# WHAT NEEDS TO BE DONE:
Give back exactly the lines from the line that contains "Where can you see the engine" to the last line of the listing below, inclusive, and no others.

# SUPPLIED DATA:
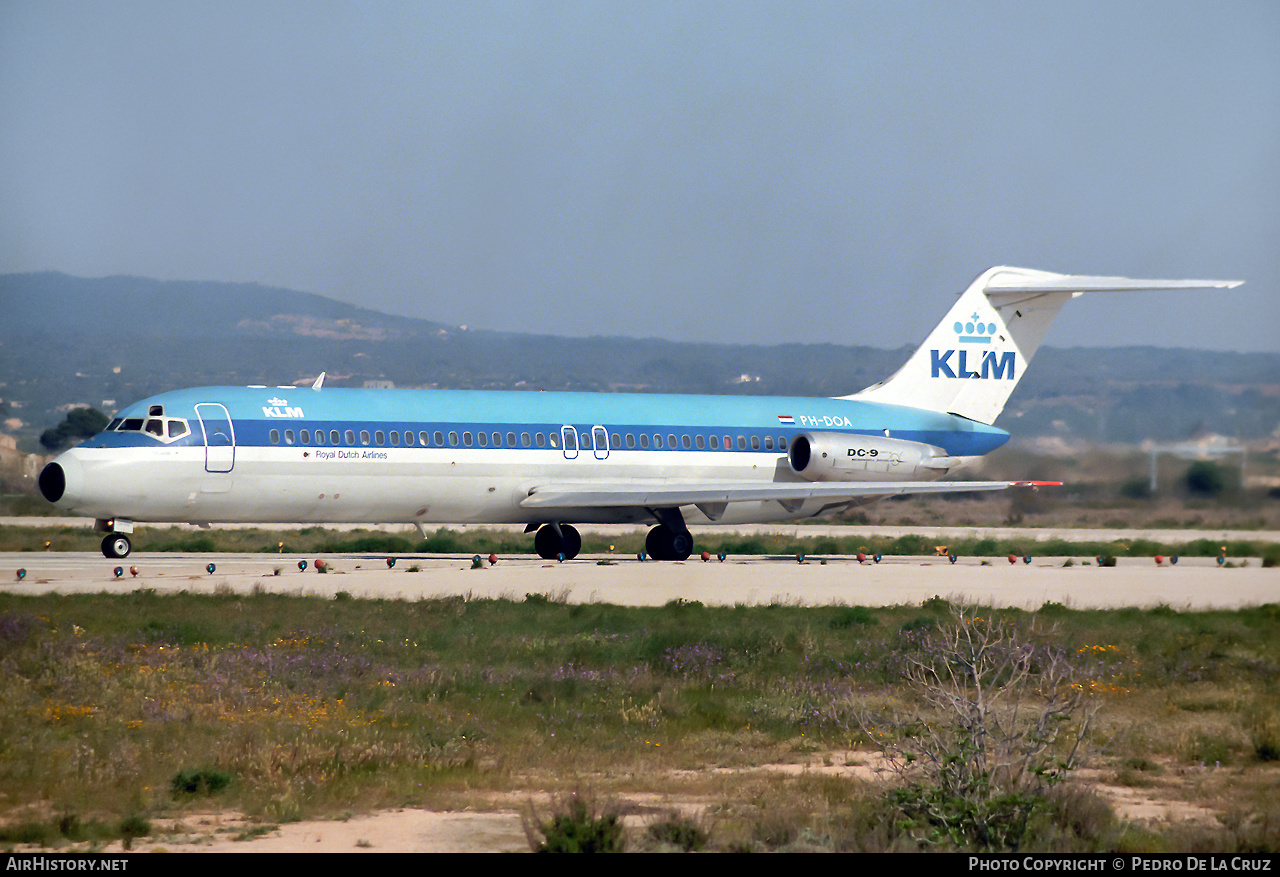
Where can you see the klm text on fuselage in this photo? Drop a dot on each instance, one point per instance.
(991, 365)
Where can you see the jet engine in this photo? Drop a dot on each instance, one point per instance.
(846, 457)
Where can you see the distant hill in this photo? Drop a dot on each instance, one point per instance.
(68, 341)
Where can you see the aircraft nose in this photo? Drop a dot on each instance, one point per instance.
(60, 480)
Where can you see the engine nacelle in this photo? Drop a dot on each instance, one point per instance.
(844, 457)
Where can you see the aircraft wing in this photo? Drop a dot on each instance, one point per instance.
(668, 496)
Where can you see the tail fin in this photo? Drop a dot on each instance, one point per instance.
(972, 361)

# RESPONSE TO THE EXERCISE:
Where can you see the engine nacelle in this photo? Drop a dot on each instance, one point per instance.
(844, 457)
Where can you see the aircraft wing in this photo? Drop a dot on each instance, one point per instance.
(668, 496)
Where can you see the tail fin in this photo? Drop a dot on each instance, one point per instance.
(972, 361)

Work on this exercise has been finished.